### TASK DESCRIPTION
Each line from the one containing "Each instance receives one keypoint. Mark the blue jersey" through the last line of the data below is to be written out verbatim, and nothing more.

Natural language region descriptions:
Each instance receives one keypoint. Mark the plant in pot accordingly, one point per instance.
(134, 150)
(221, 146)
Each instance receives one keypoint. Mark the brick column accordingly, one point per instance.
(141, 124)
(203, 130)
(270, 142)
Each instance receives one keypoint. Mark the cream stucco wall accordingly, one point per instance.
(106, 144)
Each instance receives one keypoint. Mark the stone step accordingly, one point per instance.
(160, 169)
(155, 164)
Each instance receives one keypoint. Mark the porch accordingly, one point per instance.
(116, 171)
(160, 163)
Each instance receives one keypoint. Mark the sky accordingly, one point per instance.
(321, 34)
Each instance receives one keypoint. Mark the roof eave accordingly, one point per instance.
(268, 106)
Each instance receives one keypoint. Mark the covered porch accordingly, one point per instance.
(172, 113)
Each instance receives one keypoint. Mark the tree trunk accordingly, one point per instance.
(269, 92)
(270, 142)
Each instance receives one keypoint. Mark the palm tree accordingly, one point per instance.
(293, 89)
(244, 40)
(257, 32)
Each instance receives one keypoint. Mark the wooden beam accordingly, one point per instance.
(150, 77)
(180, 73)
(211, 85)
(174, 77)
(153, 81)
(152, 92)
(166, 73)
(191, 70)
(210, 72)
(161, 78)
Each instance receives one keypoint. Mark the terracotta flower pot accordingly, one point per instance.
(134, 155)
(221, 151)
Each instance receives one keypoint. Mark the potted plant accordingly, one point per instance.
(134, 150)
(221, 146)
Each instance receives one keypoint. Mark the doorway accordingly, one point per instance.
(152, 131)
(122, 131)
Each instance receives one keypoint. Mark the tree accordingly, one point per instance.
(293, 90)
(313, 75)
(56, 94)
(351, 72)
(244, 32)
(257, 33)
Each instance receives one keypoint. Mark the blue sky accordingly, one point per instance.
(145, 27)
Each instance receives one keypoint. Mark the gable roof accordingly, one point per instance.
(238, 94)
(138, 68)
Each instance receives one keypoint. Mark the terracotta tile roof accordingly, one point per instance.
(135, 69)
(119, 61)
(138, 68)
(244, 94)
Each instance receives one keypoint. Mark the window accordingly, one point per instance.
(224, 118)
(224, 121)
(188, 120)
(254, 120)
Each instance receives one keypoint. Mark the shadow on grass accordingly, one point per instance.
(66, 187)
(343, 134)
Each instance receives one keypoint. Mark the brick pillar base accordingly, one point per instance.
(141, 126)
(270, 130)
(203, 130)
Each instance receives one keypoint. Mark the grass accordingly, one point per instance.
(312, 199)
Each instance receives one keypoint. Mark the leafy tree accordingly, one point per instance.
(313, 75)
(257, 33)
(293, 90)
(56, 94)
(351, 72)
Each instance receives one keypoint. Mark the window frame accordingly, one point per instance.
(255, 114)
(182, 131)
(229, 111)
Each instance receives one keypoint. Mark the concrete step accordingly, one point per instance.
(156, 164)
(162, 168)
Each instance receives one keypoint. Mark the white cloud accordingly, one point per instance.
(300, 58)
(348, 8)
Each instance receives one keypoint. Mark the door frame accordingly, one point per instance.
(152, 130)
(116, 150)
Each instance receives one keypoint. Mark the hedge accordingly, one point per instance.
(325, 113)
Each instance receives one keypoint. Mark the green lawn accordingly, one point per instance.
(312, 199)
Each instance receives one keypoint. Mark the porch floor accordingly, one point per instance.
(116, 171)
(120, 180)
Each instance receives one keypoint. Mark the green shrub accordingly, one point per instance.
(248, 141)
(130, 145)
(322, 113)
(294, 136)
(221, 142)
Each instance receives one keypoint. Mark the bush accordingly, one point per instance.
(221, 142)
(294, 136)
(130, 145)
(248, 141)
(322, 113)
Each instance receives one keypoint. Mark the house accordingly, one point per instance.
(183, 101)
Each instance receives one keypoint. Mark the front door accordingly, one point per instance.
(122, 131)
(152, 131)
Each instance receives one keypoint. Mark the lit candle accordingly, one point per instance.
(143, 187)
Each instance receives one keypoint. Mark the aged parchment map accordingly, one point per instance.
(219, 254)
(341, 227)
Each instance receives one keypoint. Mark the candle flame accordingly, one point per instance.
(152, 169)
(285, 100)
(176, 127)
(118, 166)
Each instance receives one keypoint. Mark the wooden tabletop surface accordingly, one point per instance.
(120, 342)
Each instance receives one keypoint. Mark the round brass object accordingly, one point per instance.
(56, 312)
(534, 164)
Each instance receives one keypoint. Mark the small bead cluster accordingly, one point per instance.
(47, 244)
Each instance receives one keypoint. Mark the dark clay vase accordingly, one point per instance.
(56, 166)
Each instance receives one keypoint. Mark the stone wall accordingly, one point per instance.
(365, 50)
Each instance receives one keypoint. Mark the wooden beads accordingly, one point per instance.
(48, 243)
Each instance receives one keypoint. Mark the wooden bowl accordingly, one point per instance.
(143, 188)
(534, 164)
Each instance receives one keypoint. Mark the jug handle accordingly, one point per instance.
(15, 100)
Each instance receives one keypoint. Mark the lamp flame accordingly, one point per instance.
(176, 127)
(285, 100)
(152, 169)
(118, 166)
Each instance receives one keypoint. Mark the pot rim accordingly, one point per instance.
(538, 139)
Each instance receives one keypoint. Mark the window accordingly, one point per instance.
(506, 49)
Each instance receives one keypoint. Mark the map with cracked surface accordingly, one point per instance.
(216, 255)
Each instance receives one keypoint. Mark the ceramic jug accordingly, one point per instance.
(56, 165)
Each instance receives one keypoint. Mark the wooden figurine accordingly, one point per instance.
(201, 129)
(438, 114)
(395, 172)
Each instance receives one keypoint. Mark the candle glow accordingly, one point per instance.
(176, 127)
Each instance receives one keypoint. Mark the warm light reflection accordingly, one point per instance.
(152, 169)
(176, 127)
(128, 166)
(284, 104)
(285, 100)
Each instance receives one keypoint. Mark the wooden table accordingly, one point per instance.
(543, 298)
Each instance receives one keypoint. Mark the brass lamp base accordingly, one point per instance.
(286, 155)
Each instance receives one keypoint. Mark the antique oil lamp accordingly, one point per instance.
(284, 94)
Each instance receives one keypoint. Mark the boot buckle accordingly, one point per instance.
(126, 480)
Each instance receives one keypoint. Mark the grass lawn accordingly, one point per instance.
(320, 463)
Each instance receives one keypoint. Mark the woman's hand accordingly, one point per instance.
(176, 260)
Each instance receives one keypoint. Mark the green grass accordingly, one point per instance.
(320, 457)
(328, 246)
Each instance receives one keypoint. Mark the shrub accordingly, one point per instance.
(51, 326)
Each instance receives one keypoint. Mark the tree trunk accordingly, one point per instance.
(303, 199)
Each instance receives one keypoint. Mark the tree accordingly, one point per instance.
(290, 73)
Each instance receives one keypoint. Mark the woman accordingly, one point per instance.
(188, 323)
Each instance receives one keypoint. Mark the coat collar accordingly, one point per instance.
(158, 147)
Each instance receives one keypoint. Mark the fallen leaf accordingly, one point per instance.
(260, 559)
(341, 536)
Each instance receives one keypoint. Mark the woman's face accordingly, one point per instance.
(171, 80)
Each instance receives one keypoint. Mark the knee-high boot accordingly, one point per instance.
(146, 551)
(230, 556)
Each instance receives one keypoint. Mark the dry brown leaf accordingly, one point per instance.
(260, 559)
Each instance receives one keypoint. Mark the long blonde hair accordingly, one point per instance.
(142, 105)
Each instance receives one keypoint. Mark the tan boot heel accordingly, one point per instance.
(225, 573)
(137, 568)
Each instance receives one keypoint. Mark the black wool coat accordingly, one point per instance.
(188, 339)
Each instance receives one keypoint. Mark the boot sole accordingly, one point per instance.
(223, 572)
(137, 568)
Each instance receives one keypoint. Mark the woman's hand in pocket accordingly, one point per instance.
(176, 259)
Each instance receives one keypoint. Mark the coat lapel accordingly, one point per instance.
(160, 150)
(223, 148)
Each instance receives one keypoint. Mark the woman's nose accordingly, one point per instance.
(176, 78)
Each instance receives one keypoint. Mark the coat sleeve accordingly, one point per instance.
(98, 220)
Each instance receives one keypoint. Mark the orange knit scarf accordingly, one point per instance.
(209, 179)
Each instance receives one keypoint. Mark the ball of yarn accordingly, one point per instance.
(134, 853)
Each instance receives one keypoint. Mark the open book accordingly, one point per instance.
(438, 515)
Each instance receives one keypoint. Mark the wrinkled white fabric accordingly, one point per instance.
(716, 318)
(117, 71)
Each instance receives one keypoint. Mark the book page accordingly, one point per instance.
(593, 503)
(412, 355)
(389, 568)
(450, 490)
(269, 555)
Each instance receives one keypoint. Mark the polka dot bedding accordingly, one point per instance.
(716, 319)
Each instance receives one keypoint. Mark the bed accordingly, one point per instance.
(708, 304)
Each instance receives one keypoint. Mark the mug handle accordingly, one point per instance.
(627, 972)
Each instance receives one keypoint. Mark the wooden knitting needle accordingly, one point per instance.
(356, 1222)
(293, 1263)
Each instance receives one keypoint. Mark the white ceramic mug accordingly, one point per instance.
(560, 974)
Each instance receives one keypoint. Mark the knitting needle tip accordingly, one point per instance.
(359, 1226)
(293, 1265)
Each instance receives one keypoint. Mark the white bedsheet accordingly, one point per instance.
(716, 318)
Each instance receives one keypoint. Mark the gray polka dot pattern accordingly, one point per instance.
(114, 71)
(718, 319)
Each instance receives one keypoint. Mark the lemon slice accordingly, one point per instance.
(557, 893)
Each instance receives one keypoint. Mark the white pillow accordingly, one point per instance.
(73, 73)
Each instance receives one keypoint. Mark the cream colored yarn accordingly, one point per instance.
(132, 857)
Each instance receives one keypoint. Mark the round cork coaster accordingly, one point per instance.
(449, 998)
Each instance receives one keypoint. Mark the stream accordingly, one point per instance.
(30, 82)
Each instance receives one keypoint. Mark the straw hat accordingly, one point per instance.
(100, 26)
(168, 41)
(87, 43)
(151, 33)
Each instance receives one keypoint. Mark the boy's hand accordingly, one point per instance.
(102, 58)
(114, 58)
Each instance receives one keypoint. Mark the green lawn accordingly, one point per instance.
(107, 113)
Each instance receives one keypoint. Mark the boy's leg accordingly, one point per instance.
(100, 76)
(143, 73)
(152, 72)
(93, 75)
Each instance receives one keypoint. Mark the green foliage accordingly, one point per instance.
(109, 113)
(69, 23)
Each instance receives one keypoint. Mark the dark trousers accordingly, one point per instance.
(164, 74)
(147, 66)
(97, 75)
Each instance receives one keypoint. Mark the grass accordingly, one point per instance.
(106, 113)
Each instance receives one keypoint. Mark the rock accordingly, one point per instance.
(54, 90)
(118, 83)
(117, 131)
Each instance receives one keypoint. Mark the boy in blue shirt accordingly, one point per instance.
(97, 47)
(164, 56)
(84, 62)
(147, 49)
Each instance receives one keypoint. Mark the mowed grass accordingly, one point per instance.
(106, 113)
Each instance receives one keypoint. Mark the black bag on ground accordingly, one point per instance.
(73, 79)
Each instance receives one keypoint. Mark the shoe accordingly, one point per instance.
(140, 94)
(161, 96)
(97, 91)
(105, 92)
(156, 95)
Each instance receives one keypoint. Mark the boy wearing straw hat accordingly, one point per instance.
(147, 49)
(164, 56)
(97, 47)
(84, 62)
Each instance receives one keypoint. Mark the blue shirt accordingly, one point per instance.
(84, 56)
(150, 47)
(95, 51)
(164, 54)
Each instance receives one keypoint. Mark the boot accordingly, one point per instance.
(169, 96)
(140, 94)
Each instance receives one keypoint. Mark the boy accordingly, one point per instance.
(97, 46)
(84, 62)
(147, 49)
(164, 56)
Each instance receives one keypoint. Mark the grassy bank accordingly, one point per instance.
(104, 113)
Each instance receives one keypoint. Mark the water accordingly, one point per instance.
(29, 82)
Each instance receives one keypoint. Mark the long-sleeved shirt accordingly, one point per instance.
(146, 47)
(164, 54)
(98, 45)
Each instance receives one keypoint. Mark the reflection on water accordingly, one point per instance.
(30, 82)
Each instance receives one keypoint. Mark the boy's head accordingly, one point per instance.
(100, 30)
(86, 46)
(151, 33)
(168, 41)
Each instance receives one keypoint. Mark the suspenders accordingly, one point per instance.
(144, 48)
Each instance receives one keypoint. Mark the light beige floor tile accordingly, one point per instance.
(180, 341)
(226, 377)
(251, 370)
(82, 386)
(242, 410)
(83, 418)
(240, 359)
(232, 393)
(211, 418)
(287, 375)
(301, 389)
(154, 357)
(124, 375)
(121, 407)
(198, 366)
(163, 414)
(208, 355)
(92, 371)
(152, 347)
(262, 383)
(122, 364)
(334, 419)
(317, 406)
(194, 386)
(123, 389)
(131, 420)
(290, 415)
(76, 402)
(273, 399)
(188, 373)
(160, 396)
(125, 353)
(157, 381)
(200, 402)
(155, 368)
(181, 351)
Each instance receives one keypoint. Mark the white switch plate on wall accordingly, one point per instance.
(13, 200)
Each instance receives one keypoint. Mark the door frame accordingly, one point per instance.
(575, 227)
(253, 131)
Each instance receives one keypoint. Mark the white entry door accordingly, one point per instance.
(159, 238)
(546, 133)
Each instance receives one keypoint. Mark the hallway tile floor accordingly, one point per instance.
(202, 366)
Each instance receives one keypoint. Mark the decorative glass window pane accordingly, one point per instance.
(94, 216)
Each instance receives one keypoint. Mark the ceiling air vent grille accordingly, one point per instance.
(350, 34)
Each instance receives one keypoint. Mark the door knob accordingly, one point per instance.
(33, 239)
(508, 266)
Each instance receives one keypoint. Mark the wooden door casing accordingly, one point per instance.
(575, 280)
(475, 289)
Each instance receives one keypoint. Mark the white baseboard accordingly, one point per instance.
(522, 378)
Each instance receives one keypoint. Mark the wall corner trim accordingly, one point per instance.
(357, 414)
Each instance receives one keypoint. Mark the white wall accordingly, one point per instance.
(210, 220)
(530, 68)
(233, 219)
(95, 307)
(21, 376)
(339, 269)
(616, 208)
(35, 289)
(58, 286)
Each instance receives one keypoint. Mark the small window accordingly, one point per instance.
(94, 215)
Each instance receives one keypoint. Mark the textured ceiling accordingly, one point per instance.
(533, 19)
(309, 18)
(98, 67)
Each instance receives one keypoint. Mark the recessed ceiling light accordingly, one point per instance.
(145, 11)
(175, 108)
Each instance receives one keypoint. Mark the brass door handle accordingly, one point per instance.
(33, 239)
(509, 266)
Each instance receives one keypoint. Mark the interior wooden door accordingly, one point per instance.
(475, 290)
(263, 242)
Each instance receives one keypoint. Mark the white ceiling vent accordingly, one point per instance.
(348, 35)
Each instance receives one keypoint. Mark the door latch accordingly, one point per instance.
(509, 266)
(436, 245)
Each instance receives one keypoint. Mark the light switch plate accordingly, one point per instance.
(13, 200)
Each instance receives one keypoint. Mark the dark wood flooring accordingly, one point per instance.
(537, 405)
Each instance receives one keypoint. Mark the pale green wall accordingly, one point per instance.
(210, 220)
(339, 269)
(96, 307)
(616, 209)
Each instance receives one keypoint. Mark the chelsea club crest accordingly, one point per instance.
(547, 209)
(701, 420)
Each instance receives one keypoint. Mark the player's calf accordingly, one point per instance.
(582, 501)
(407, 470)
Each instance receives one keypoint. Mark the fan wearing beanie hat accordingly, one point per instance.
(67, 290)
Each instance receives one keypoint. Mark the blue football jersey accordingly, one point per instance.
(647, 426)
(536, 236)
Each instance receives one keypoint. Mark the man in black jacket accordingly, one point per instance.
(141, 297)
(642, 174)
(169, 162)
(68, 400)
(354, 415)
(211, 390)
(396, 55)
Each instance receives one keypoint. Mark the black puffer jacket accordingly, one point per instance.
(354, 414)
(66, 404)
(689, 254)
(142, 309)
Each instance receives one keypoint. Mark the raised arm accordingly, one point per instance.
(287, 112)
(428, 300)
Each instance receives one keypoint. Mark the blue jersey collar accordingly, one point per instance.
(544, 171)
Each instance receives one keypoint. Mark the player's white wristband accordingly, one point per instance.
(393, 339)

### OUTPUT BELOW
Each instance receives one keypoint. Mark the blue jersey collar accordingly, one point per instance.
(544, 171)
Each instance receives one keypoint. Mark the player's white wristband accordingly, one point per instance.
(393, 339)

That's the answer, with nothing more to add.